ФРАГМЕНТ ТЕКСТА:
┄┄┄┄┄┄┄┄┄┄┄┄┄┄┄┄┄┄┄┄

Желание его было исполнено, и в конце декабря Управляющий собственные Его Величества дворцом и Конторою Августейших Детей Их Императорских Величеств уведомил тайного советника Свербеева, что Государь Наследник Цесаревич милостиво принял икону, писанную крестьянином Журавлёвым, соизволил пожаловать ему единовременное пособие сто рублей из собственной Его Императорского Величества суммы».
Талант художника был признан.
Возможно, нам предстоит ещё встреча с иконой св. Николая Чудотворца. И мы порадуемся ей, как порадовались, когда предстала перед нами на иконостасе Самарской Петропавловской церкви икона святого князя Александра Невского, писанная Григорием Журавлёвым.
Из писем отцу Анатолию
Разные письма приходят к отцу Анатолию. Пишут и верующие, и атеисты. Адрес на таких конвертах простой: «Нефтегорский район, с. Утёвка, Православная церковь».
Вот бесхитростные строки одного такого письма. Оно о судьбе священника Троицкого храма. Написала его жительница Самары Анастасия Андреевна Конькова:
«Здравствуйте, отец Анатолий! Прочитала я «Утевские находки» автора Малиновского в газете «Волжская коммуна» и узнала из них, что судьба отца Гавриила, который был последним священником перед закрытием Троицкого храма, Вам неизвестна. А мне довелось с ней познакомиться. Я ехала в деревню и встретила его свояченицу Антонину. Она мне и рассказала о его судьбе.

┄┄┄┄┄┄┄┄┄┄┄┄┄┄┄┄┄┄┄┄

ЦЕЛЬ A:
Перескажите короче абзац фрагмента текста, который начинается словами «Разные письма приходят», и сохраните его основные факты.
ЦЕЛЬ B:
Допишите следующую часть фрагмента текста о письмах отцу Анатолию, начав сразу после его последнего предложения.
Данные здесь никакой роли не играют.

СОСТАВ ДАННЫХ:
┄┄┄┄┄┄┄┄┄┄┄┄┄┄┄┄┄┄┄┄

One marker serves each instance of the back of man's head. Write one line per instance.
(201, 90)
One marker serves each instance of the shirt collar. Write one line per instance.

┄┄┄┄┄┄┄┄┄┄┄┄┄┄┄┄┄┄┄┄

ОТВЕТ A:
Отцу Анатолию пишут и верующие, и атеисты. На конвертах указывают простой адрес: «Нефтегорский район, с. Утёвка, Православная церковь».

ОТВЕТ B:
Когда он вышел из заключения, то не мог найти нигде работу. Помер голодной смертью. Антонина жила с дочкой отца Гавриила, у него было их трое: Вера, Надежда, Любовь. Антонина померла пять лет назад.
Так хочется побывать в своём храме. Сердце разрывается. Большое Вам спасибо за описание в газете. Я много узнала новостей и радостных, и горестных. Рада, что открыли Божий храм. Рада, что позаботились так о Григории Журавлёве. Он это заслужил.
Может, газета попадёт дочкам отца Гавриила, они бы всё подробно написали. Они ведь где-то в наших местах, в Самаре».
А вот другое письмо. Пишет его Екатерина Иосифовна Ветчинова, дочь Иосифа Семёновича Проживина, по-уличному, Лубошного, проповедника, которого забрали прямо в церкви вслед за отцом Гавриилом, осудив на десять лет:
«Он был очень набожный человек. Читал проповеди, собирал народ, ездил по всему Утёвскому району. Забрали его, забрали все иконы и книги. Посылаю пятьсот рублей, чтобы помянули его за упокой и в праздники Божественные прошу упоминать его имя.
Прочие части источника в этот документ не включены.